**PROBLEM DETAILS**
Copy the material below word for word, keeping every line unchanged.

**Records**
* start *
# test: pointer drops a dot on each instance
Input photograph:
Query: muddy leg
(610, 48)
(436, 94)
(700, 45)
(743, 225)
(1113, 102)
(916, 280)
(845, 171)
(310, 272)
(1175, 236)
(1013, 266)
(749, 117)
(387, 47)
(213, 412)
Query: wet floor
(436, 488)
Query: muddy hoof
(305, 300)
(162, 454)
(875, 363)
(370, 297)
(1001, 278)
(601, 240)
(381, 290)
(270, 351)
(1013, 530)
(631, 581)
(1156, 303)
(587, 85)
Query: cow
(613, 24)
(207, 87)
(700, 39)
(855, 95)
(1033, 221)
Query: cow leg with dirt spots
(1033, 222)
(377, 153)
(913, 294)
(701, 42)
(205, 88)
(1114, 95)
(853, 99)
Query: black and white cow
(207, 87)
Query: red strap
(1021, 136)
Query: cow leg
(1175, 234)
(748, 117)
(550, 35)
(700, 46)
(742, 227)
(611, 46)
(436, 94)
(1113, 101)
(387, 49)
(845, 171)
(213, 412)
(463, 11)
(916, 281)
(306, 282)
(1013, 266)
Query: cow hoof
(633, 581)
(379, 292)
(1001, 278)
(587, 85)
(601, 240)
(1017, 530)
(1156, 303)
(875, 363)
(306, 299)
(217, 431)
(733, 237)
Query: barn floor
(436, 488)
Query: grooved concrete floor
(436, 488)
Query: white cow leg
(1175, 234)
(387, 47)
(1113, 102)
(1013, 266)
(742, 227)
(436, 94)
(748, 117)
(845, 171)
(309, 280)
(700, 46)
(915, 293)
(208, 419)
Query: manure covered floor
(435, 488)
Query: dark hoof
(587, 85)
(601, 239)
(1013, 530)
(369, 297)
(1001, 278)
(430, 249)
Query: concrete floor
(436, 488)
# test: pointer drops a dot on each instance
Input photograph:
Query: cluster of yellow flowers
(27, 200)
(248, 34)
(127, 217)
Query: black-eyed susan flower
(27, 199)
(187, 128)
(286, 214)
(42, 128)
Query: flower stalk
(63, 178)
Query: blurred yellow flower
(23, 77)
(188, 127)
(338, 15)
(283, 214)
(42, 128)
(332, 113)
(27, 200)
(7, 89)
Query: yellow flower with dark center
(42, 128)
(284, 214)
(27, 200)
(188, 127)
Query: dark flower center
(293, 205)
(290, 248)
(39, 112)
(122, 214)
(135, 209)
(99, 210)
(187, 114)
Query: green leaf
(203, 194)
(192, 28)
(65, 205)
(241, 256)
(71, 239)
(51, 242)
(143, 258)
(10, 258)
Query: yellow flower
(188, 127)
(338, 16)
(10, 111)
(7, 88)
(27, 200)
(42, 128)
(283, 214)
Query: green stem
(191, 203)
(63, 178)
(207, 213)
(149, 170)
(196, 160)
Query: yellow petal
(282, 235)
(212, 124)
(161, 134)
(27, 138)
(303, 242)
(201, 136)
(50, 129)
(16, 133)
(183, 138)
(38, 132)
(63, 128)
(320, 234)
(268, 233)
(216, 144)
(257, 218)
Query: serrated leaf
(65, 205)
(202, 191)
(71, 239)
* end *
**WRITTEN RESPONSE**
# test: pointer drops a dot on each instance
Input photograph:
Query: muddy leg
(610, 48)
(436, 94)
(700, 45)
(743, 225)
(1113, 102)
(916, 280)
(845, 171)
(310, 272)
(1175, 236)
(1013, 266)
(749, 117)
(387, 47)
(213, 412)
Query: wet floor
(436, 488)
Query: muddy hoof
(305, 300)
(162, 454)
(875, 363)
(370, 297)
(1001, 278)
(601, 240)
(381, 290)
(270, 351)
(1013, 530)
(631, 581)
(1156, 303)
(587, 85)
Query: cow
(613, 24)
(207, 87)
(700, 39)
(855, 95)
(1033, 221)
Query: cow leg with dirt spots
(1033, 222)
(377, 153)
(913, 294)
(701, 42)
(205, 88)
(1114, 95)
(853, 99)
Query: black and white cow
(207, 87)
Query: red strap
(1021, 136)
Query: cow leg
(1175, 234)
(748, 117)
(550, 35)
(700, 46)
(742, 227)
(611, 46)
(436, 94)
(1113, 101)
(387, 49)
(845, 171)
(213, 412)
(463, 11)
(916, 281)
(306, 282)
(1013, 266)
Query: cow hoof
(633, 581)
(379, 292)
(1001, 278)
(587, 85)
(601, 240)
(1017, 530)
(1156, 303)
(875, 363)
(306, 299)
(217, 431)
(733, 237)
Query: barn floor
(436, 488)
Query: grooved concrete floor
(436, 488)
Query: white cow leg
(1175, 234)
(387, 47)
(1113, 102)
(1013, 266)
(742, 227)
(436, 94)
(748, 117)
(845, 171)
(309, 280)
(700, 46)
(915, 293)
(208, 419)
Query: manure covered floor
(435, 488)
Query: dark hoof
(587, 85)
(601, 239)
(1013, 530)
(369, 297)
(1001, 278)
(430, 249)
Query: concrete floor
(436, 488)
# test: pointer drops a dot on each instance
Input photograph:
Query: cluster of yellow flowers
(27, 200)
(248, 34)
(127, 217)
Query: black-eyed susan flower
(27, 199)
(187, 128)
(286, 214)
(42, 128)
Query: flower stalk
(63, 178)
Query: blurred yellow flower
(23, 77)
(188, 127)
(338, 15)
(283, 214)
(42, 128)
(332, 113)
(27, 200)
(7, 89)
Query: yellow flower with dark center
(42, 128)
(284, 214)
(27, 200)
(188, 127)
Query: dark flower center
(293, 205)
(290, 248)
(39, 112)
(122, 214)
(135, 209)
(99, 210)
(187, 114)
Query: green leaf
(203, 194)
(192, 28)
(65, 205)
(241, 256)
(71, 239)
(51, 242)
(143, 258)
(10, 258)
Query: yellow flower
(188, 127)
(338, 16)
(10, 111)
(7, 88)
(27, 200)
(42, 128)
(283, 214)
Query: green stem
(191, 203)
(63, 178)
(207, 213)
(149, 170)
(196, 160)
Query: yellow petal
(282, 235)
(212, 124)
(161, 134)
(27, 138)
(303, 242)
(201, 136)
(50, 129)
(16, 133)
(183, 138)
(38, 132)
(63, 128)
(320, 234)
(268, 233)
(216, 144)
(257, 218)
Query: serrated leaf
(65, 205)
(202, 191)
(71, 239)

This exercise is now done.